|Part of a series on|
The boycott of the 1984 Summer Olympics in Los Angeles followed four years after the U.S.-led boycott of the 1980 Summer Olympics in Moscow. The boycott involved 14 Eastern Bloc countries and allies, led by the Soviet Union, which initiated the boycott on May 8, 1984. Boycotting countries organized another major event, called the Friendship Games, in July and August 1984. Although the boycott led by the Soviet Union affected a number of Olympic events that were normally dominated by the absent countries, 140 nations still took part in the games, which was a record at the time.
Announcement of boycott
The USSR announced its intentions to boycott the 1984 Summer Olympics on May 8, 1984, citing security concerns and "chauvinistic sentiments and an anti-Soviet hysteria being whipped up in the United States." A US official said the country had ignored suggestive comments by the Soviets in the weeks building up to the announcement and that, in spite of all the indications, the United States was "absolutely dumbfounded" when the official announcement arrived.
After the announcement, six more nations joined the boycott, including Bulgaria, East Germany (on May 10), Mongolia and Vietnam (both May 11), and Laos and Czechoslovakia (both May 13). China formally confirmed that it would be present at the games in Los Angeles, while the Laotians and Czechoslovaks announced their decision to boycott the event.
Later, Afghanistan also decided to boycott the event, becoming the eighth country to boycott the 1984 Summer Olympics. Even later, Hungary (May 16) and Poland (May 17) became the ninth and tenth communist countries to join the boycott. Hungary claimed the lives of its athletes would be put in danger if they were to spend time in Los Angeles. On the other hand, Poland said that the United States was engaging in a "campaign aimed at disturbing the Games".
On May 24, Cuba became the eleventh country to announce its participation in the boycott, making front-page news in the United States because it was a "serious blow to boxing and baseball". South Yemen was the twelfth country to remove itself from the event (May 27); the Los Angeles Times stated that this was due to their "Marxist" connections. North Korea was the thirteenth nation to boycott the 1984 Olympics. Ethiopia became the first African state to participate in the boycott, followed by Angola.
Iran had earlier decided to boycott the 1984 Summer Olympics because of "United States interference in the Middle East, its support for the regime occupying Jerusalem, and the crimes being committed by the U.S.A. in Latin America, especially in El Salvador". Iran and Albania were the only countries to not attend both the 1980 Moscow and the 1984 Los Angeles Olympics. Libya also boycotted the Olympics after Libyan journalists were refused entry into the United States in July, along with the 1983 ban upon US exports to Libya and a renewal of bans upon travel to Libya by holders of US passports. Libya and Ethiopia were the only nations to boycott both the 1976 Montreal and 1984 Los Angeles Games.
##############################
• _WRITTEN TASK 1_
According to the passage on the 1984 Olympic boycott, how many nations still took part in the Los Angeles games?

• _RECORD EXTRACTS_
##############################
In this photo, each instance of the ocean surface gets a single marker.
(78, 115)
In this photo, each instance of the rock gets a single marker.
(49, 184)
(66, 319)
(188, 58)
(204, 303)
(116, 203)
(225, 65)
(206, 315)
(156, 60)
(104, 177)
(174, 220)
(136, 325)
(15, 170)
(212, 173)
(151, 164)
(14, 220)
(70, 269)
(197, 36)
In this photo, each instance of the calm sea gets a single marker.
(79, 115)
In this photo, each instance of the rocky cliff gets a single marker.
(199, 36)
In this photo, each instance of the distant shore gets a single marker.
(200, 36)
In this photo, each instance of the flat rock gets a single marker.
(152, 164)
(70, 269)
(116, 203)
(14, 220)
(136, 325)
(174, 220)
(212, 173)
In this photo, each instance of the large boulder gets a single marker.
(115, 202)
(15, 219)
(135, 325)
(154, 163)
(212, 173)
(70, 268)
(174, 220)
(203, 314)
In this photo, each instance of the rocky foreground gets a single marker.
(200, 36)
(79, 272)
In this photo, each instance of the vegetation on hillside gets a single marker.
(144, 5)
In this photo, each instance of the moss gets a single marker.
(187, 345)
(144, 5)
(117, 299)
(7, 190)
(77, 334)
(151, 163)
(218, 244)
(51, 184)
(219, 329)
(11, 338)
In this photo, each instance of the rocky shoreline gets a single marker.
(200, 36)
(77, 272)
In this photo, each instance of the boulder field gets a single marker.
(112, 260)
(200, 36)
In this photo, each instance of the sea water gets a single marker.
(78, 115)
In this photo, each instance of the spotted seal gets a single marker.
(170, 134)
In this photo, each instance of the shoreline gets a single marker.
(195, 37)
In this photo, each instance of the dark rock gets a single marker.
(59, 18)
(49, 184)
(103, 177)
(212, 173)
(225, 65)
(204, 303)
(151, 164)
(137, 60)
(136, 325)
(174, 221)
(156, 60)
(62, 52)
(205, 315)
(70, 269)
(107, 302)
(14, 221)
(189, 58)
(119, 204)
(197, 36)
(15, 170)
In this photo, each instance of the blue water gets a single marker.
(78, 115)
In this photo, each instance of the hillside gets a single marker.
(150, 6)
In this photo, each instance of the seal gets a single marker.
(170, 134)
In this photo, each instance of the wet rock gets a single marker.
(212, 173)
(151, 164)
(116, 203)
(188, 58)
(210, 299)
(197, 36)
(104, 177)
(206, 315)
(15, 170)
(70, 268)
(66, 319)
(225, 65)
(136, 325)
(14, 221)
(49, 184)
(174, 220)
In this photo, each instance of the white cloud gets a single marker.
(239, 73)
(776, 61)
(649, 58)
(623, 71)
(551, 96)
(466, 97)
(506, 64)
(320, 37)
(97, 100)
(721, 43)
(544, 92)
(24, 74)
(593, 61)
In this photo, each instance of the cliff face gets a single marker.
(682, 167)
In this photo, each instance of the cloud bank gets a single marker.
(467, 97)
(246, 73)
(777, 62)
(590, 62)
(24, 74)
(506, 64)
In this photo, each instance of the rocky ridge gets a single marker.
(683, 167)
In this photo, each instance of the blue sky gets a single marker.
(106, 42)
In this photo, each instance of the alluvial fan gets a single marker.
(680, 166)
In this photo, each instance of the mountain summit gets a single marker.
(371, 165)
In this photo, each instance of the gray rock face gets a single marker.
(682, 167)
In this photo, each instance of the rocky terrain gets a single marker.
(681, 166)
##############################
• _WRITTEN TASK 2_
Count the lines of the entries that contain the string "hillside", with case counting. Reply with the number only.

• _FINISHED ANSWER 1_
140 nations

• _FINISHED ANSWER 2_
2